_Exercise task 1_:
In the passage on the Lent cocoons, what will worshipers find inside the cocoons when they unwrap them on Easter Sunday?
_Exercise task 2_:
Pick up the reflection on the Lent cocoons after its final line and carry it forward.

_Text provided_:

>> BEGIN

This kind of transformation that feels like it will destroy us is exactly the kind that Jesus invites us into. Not for the sake of pain but for the sake of transformation. So this Lent we have hung hundreds of these tiny cocoons all over our church building, wrapped in bandages—lifeless and colorless. Tiny reminders of death and tiny invitations to imagine something alive inside. Then, on Easter Sunday we’ll invite worshipers to unwrap the tiny cocoon shrouds to discover paper butterflies inside.

This kind of transformation that feels like it will destroy us is exactly the kind that Jesus invites us into. Share on X

A Strange Invitation

Wendell Berry’s “Manifesto” includes the lines:

Listen to carrion—put your ear
close, and hear the faint chattering
of the songs that are to come.
Expect the end of the world. Laugh.
Laughter is immeasurable. Be joyful
though you have considered all the facts.

>> END

[Point annotation data]
>> BEGIN

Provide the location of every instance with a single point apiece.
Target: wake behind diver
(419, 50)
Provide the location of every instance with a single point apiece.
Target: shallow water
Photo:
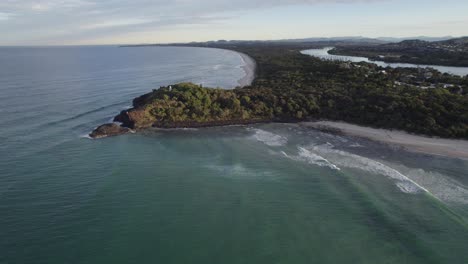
(323, 54)
(271, 193)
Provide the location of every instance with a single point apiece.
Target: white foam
(311, 158)
(441, 186)
(86, 136)
(236, 170)
(349, 160)
(269, 138)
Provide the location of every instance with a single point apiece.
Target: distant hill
(451, 52)
(424, 38)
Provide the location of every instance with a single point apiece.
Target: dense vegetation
(452, 52)
(291, 86)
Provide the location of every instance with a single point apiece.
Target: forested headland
(292, 87)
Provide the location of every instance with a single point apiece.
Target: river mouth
(323, 54)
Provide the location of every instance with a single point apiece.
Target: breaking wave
(311, 158)
(269, 138)
(349, 160)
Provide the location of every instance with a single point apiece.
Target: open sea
(269, 193)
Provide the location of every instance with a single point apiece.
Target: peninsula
(293, 87)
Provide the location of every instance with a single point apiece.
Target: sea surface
(323, 54)
(270, 193)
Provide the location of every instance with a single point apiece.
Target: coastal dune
(414, 143)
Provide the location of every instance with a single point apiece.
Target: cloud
(54, 21)
(5, 16)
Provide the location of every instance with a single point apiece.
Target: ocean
(266, 193)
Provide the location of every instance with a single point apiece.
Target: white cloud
(5, 16)
(117, 23)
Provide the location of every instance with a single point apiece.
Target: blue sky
(75, 22)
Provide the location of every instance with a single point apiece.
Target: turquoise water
(271, 193)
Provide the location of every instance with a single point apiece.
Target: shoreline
(249, 68)
(453, 148)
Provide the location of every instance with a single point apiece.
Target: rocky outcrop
(108, 130)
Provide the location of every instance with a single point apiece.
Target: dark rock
(108, 130)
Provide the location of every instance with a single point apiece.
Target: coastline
(453, 148)
(249, 68)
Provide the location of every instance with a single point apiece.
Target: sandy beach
(249, 69)
(415, 143)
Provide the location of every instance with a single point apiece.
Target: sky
(91, 22)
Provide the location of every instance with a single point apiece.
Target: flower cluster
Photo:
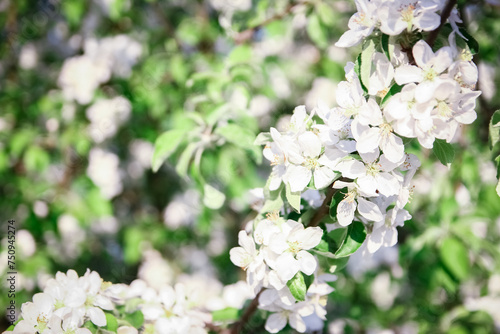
(72, 304)
(358, 149)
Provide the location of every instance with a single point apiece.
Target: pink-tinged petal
(323, 176)
(407, 73)
(297, 323)
(369, 210)
(310, 144)
(275, 322)
(393, 147)
(287, 266)
(345, 212)
(97, 316)
(298, 177)
(307, 262)
(375, 240)
(422, 53)
(369, 140)
(307, 238)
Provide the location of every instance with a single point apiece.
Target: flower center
(294, 247)
(385, 129)
(310, 163)
(430, 74)
(373, 169)
(444, 110)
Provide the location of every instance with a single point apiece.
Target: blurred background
(87, 87)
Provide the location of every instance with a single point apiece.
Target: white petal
(407, 73)
(287, 266)
(298, 177)
(307, 262)
(369, 210)
(97, 316)
(345, 212)
(310, 144)
(297, 323)
(323, 176)
(275, 322)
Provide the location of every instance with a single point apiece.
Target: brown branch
(445, 14)
(324, 208)
(238, 326)
(247, 34)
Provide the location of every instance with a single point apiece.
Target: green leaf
(356, 235)
(111, 322)
(471, 42)
(392, 91)
(213, 198)
(494, 129)
(298, 287)
(444, 151)
(337, 264)
(263, 138)
(227, 314)
(240, 137)
(316, 31)
(455, 258)
(185, 158)
(384, 41)
(293, 198)
(366, 61)
(325, 13)
(165, 145)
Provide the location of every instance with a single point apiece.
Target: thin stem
(324, 208)
(445, 14)
(238, 326)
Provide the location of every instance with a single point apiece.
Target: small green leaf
(471, 42)
(165, 145)
(185, 158)
(356, 235)
(263, 138)
(494, 129)
(325, 13)
(297, 286)
(111, 322)
(293, 198)
(316, 31)
(227, 314)
(455, 258)
(213, 198)
(240, 137)
(444, 151)
(385, 45)
(366, 61)
(392, 91)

>> END

_Answer 1_:
Paper butterflies.

_Answer 2_:
What a strange invitation—put our ear close to decaying bodies of carrion to hear the songs to come. I wonder if there are also songs to be heard if we put our ear to a cocoon, if “caterpillar soup” sings a song of butterflies yet unseen. If everything that makes us anxious is a sign only of destruction we have good reason to be anxious. But if what looks like death and disorder is a sign of new life forming, there may be much more to celebrate than we initially assume.


Instructions to share this Lenten experiment with your family or community:

1. First we made these paper butterflies.

2. Then instead of opening their wings, we kept them folded flat and wrapped them in 1/2 inch strips of muslin.

We have hung these all over the church during Lent, and we’ll invite worshipers to consider what feels like death, accompanied by these signs, one building on the theme of death, the other on the theme of transformation:

  • During the season of Lent followers of Jesus are invited to reflect on life and death. Whether or not you follow Jesus, we invite you to use these cocoons as a way to reflect. While a cocoon doesn’t look very alive, something transformative is taking place. What if there is transformation at work in things that seem hopeless and lifeless? Watch for Easter (April 12) when we get to see what’s inside!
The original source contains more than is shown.